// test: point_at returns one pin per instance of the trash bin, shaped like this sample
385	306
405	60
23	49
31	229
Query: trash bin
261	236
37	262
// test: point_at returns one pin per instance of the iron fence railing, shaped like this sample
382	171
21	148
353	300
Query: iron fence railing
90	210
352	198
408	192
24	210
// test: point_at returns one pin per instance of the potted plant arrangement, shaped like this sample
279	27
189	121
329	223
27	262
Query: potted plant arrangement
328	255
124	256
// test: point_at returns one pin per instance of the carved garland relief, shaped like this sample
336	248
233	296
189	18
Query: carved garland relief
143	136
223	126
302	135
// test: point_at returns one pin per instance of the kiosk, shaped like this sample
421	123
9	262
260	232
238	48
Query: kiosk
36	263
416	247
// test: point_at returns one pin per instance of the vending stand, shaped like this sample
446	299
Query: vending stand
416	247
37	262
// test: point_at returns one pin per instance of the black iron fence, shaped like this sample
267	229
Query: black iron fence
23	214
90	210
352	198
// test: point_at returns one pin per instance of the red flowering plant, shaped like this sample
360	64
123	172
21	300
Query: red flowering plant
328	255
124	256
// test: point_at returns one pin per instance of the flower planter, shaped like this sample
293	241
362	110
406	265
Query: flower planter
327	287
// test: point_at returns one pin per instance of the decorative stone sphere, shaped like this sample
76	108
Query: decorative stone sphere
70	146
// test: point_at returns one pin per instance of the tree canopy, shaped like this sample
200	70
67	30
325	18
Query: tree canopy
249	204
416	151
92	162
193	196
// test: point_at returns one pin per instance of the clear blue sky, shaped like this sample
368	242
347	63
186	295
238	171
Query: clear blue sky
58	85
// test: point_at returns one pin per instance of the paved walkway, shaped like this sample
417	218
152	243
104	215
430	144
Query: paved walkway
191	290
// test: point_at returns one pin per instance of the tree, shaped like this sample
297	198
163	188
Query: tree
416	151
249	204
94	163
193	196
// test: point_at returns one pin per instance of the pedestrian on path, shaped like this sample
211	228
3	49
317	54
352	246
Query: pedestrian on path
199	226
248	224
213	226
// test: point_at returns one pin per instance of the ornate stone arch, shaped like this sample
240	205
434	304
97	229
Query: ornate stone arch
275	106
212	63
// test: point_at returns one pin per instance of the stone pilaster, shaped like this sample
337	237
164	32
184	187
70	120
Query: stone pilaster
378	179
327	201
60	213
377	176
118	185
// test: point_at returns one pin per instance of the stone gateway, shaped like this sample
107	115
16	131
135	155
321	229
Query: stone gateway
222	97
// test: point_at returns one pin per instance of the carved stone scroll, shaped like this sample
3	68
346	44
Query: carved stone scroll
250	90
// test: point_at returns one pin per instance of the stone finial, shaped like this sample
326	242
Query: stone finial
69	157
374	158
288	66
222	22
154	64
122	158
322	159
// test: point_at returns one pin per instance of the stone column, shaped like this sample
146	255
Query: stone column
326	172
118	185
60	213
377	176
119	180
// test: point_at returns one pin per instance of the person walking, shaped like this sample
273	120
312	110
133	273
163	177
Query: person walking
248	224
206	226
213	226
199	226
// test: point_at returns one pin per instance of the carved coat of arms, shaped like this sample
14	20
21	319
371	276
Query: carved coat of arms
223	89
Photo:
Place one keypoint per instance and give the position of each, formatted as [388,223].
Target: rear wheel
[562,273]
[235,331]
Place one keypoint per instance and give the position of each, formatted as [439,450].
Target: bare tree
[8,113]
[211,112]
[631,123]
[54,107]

____________________

- Problem to solve:
Give all the records again. Match them exactly.

- Worked solution:
// test: point_at returns one pin per instance of the trash bin, shaped like this sample
385	306
405	60
23	49
31	229
Query: trash bin
261	236
37	262
// test: point_at returns one pin per instance of the iron fence railing, shaped like this sample
382	171
21	148
353	300
Query: iron fence railing
90	210
352	198
408	192
24	210
// test: point_at returns one pin per instance of the potted plant arrangement, shaped like this sample
279	27
189	121
329	223
27	262
Query: potted plant arrangement
328	255
124	256
// test: point_at returns one pin per instance of the carved garland relief, shaped like this sample
336	248
233	296
189	18
Query: carved garland relief
143	136
223	126
302	135
// test: point_at returns one pin per instance of the kiosk, shaped like this sample
421	123
9	262
260	232
238	48
Query: kiosk
36	263
416	247
// test: point_at returns one pin per instance of the vending stand, shaped like this sample
446	299
Query: vending stand
416	247
37	262
// test: point_at returns one pin per instance of the black iron fence, shaped like this sample
267	229
Query: black iron fence
23	214
90	210
352	198
// test: point_at returns one pin per instance of the red flowering plant, shaped like this sample
360	64
123	172
21	300
Query: red flowering plant
328	255
124	256
// test: point_at returns one pin per instance of the flower planter, shaped like this sample
293	241
362	110
406	265
Query: flower planter
327	287
// test: point_at returns one pin per instance of the decorative stone sphere, shaped like this sample
76	108
Query: decorative stone sphere
70	146
// test: point_at returns one pin per instance of the tree canopy, shaped like this sample
200	70
67	30
325	18
Query: tree canopy
249	204
416	151
92	162
193	196
// test: point_at returns one pin per instance of the clear blue sky, shaped like this sample
368	242
347	63
186	295
238	171
Query: clear blue sky
58	85
// test: point_at returns one pin per instance of the paved walkway, shaped like this sample
417	218
152	243
104	215
430	144
Query: paved walkway
191	290
// test: point_at returns one pin per instance of the tree, shaped like this sample
297	198
163	188
Query: tree
416	151
249	204
94	163
193	196
// test: point_at returns one pin per instance of the pedestrian on path, shaped like this sample
211	228
3	49
317	54
352	246
Query: pedestrian on path
199	226
248	224
213	226
// test: point_at returns one pin per instance of the ornate stone arch, shaped like this sample
240	205
434	304
97	229
Query: ornate stone arch
275	106
212	63
// test: point_at returns one pin per instance of the stone pilaster, shaped like this sample
337	237
164	32
184	187
70	120
Query: stone pilaster
378	179
327	201
60	213
377	176
118	185
// test: point_at returns one pin per instance of the stone gateway, shaped like this sample
107	115
16	131
135	155
321	229
Query: stone gateway
222	97
// test: point_at returns one pin per instance of the carved stone scroll, shaped like this sample
3	68
346	44
Query: carved stone scroll
250	90
// test: point_at returns one pin per instance of the stone finial, shaped like this sample
326	242
Query: stone finial
69	157
374	158
288	66
222	22
154	64
122	158
322	159
// test: point_at returns one pin per instance of the stone column, shaped like this sample
146	255
Query: stone column
326	172
118	185
60	213
377	176
119	180
// test: point_at returns one pin per instance of the person walking, shaped like this sample
273	120
312	110
133	273
163	177
Query: person walking
248	224
206	226
213	226
199	226
// test: point_at returns one pin per instance of the carved coat of arms, shaped like this sample
14	20
21	319
371	276
Query: carved coat of arms
223	89
Photo:
Place one keypoint per instance and give the position of each, formatted as [388,223].
Target: rear wheel
[562,273]
[235,331]
Place one keypoint per instance and give the position of each, formatted as [439,450].
Target: bare tree
[8,113]
[211,112]
[631,123]
[54,107]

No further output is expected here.